Across the entries below, count the lines in which the word "negative" occurs. Reply with the count alone.

:: Stored data entries ::

----------------------------------------

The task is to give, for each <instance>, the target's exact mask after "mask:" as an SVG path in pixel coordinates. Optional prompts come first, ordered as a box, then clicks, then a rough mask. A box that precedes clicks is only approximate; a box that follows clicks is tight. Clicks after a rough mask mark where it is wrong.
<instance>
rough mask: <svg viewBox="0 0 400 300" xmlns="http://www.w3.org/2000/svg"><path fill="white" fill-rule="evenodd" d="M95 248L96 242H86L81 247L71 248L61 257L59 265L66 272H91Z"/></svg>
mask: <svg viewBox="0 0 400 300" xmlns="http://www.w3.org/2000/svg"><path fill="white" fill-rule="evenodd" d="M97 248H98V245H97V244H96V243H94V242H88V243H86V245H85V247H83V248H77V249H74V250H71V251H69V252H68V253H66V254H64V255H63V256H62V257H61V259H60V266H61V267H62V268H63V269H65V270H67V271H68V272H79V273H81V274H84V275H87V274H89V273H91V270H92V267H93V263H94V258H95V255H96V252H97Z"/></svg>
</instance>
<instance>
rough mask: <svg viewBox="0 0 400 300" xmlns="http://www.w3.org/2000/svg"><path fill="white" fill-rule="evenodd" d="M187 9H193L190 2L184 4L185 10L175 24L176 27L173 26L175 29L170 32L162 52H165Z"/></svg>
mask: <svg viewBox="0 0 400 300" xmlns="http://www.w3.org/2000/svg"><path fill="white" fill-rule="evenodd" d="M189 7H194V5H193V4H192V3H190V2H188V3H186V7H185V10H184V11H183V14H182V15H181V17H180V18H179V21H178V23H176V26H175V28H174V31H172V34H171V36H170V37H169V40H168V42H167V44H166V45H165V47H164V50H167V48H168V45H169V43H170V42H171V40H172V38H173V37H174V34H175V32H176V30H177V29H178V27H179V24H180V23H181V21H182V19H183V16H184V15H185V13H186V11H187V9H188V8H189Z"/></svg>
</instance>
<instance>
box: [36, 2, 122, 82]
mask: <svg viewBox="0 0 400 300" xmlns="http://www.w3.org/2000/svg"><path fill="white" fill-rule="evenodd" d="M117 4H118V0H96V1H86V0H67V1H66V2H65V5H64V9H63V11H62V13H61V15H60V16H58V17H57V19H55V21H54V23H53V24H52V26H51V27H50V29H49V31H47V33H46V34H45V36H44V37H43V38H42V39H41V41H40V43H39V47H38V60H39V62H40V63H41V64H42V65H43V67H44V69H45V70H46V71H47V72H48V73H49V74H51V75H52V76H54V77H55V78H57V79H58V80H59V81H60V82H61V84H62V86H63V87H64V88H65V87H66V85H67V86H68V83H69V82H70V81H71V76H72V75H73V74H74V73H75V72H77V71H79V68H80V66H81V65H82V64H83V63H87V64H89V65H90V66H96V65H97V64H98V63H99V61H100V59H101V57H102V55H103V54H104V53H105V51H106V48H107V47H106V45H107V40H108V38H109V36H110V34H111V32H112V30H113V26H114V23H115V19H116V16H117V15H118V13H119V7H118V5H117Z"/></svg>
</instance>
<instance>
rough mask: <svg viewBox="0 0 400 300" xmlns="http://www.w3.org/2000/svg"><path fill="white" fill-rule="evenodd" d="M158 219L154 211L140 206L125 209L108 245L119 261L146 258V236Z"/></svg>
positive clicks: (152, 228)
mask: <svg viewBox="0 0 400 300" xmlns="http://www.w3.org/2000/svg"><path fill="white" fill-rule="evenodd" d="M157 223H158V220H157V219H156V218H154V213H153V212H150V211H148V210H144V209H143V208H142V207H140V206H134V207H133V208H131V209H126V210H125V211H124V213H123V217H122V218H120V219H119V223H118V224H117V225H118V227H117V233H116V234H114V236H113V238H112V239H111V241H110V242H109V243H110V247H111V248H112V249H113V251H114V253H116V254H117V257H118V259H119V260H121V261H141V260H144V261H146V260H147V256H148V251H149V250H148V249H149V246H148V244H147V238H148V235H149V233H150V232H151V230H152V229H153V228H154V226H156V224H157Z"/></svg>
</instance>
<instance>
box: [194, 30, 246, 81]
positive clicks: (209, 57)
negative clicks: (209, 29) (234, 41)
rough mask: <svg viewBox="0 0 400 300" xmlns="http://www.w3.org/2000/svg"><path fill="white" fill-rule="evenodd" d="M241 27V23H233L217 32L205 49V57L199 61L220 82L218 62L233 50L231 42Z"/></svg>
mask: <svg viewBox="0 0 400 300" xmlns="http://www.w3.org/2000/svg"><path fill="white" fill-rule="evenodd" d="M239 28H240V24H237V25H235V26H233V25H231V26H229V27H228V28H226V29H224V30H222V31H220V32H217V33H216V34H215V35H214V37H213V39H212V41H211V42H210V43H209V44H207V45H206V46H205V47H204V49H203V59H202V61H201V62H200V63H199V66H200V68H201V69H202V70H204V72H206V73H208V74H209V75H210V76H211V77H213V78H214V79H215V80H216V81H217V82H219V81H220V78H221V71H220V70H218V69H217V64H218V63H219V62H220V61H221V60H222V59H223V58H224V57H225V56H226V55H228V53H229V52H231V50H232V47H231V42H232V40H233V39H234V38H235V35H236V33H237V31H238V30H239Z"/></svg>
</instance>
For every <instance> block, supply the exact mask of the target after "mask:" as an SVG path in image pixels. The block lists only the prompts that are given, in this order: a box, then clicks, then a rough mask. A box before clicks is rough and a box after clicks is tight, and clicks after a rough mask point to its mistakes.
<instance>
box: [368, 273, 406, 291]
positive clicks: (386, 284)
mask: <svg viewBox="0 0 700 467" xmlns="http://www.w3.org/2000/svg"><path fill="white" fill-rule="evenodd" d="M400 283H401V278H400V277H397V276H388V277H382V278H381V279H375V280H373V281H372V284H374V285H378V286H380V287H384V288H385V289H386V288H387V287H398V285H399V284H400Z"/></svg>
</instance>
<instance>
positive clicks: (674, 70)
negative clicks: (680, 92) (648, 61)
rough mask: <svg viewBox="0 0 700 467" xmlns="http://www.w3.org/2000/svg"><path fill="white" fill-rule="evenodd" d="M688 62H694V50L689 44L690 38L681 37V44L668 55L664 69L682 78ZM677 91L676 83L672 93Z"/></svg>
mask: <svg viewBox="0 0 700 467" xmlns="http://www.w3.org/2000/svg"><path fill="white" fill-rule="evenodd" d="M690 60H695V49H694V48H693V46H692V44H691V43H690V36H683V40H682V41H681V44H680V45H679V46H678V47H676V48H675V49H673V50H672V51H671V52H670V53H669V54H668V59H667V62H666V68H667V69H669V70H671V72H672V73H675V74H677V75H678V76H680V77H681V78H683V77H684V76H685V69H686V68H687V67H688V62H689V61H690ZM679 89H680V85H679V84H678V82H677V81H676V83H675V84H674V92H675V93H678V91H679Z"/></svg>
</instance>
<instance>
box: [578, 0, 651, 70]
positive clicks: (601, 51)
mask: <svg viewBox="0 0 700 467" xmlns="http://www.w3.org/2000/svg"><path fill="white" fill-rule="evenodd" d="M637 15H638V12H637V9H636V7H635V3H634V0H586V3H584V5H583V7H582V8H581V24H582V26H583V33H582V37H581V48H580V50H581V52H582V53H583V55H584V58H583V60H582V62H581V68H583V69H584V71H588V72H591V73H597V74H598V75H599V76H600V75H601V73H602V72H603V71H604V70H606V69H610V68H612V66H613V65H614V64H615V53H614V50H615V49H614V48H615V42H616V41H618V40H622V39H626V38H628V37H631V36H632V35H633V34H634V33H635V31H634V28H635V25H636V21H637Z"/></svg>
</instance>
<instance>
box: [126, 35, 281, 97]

----------------------------------------

:: Finished task ::
2